_EXTRACTO DE LA PÁGINA_
Y se veía esa boca sangrante buscado aún
abrirse, clavada por la larga punta de acero fino.
¡ Qué efecto en un teatro !
La realidad es más simple.
Nada de cólera: el marido burlado, desde hacía
años, lo sabía. El pequeño asunto se prepara en familia, se ejecuta en
familia, todo tranquilamente, como se pone el pote al fuego el domingo.
Nada de grandes palabras, nada de sentimientos
exaltados. Todas las horribles mutilaciones no son más que pequeñas precauciones
prácticas, unas precauciones de ama de casa.
El hermano dijo: « Pero el agua le va a entrar
en la boca, y eso lo hará flotar. » La idea es singular, pero el marido la
encuentra justa. ¿ Cómo cerrar esta boca ? De pronto una inspiración los
golpea. Se la cerrarán con un alfiler. « ¡ Dame un alfiler ! » dijo el
esposo a su mujer, como si quisiera atarse su corbata. Ella retira uno de su
garganta y lo tiende con dulzura.

_PETICIONES_
1. Contesta según el extracto:
(a) ¿Con qué se compara la forma en que el asunto se prepara y se ejecuta en familia?
(b) ¿Qué dice el hermano que pasará si el agua le entra en la boca?
(c) ¿Qué le pide el esposo a su mujer?
2. Reúne cada línea de los registros que contenga la palabra "knit".
El extracto y los registros no tienen nada que ver entre sí.

_DATOS GUARDADOS_

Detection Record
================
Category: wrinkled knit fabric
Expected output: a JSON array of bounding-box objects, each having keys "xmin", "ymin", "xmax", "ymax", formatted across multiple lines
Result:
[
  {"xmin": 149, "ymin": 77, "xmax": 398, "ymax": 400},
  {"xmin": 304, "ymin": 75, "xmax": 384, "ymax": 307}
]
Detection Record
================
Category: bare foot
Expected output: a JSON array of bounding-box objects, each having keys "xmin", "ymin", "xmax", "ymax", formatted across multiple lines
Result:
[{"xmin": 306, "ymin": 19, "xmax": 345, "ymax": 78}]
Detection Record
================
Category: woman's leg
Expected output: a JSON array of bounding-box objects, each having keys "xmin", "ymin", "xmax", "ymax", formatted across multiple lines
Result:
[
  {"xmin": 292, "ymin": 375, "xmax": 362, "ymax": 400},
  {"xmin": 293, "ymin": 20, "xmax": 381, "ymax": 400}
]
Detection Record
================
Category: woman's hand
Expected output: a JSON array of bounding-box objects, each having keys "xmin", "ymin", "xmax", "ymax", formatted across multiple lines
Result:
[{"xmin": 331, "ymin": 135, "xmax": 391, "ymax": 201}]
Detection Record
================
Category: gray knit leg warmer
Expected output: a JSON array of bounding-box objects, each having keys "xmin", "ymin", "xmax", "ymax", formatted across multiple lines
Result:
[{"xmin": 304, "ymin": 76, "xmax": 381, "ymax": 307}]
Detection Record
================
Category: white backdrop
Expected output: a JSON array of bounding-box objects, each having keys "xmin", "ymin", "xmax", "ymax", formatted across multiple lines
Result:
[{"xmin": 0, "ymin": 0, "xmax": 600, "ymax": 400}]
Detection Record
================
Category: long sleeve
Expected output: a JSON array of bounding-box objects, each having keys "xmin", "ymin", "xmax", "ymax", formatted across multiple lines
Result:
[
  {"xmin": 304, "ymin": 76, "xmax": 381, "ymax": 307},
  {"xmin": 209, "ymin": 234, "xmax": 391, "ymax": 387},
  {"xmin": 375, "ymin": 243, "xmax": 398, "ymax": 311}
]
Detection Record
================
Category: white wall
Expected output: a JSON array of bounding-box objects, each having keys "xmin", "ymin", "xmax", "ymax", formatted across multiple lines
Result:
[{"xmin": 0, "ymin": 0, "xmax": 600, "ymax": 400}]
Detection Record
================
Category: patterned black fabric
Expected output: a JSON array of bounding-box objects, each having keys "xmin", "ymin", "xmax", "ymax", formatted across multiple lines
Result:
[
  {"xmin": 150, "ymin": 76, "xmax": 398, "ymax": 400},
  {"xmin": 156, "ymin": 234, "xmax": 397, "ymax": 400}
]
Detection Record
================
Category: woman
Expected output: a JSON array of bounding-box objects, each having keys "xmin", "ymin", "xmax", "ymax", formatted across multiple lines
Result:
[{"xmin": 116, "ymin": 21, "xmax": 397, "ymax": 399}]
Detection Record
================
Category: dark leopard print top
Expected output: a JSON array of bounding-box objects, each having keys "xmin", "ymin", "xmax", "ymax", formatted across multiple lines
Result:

_RESULTADOS FINALES_
1.
(a) Con cómo se pone el pote al fuego el domingo.
(b) Que eso lo hará flotar.
(c) Un alfiler.

2.
Category: wrinkled knit fabric
Category: gray knit leg warmer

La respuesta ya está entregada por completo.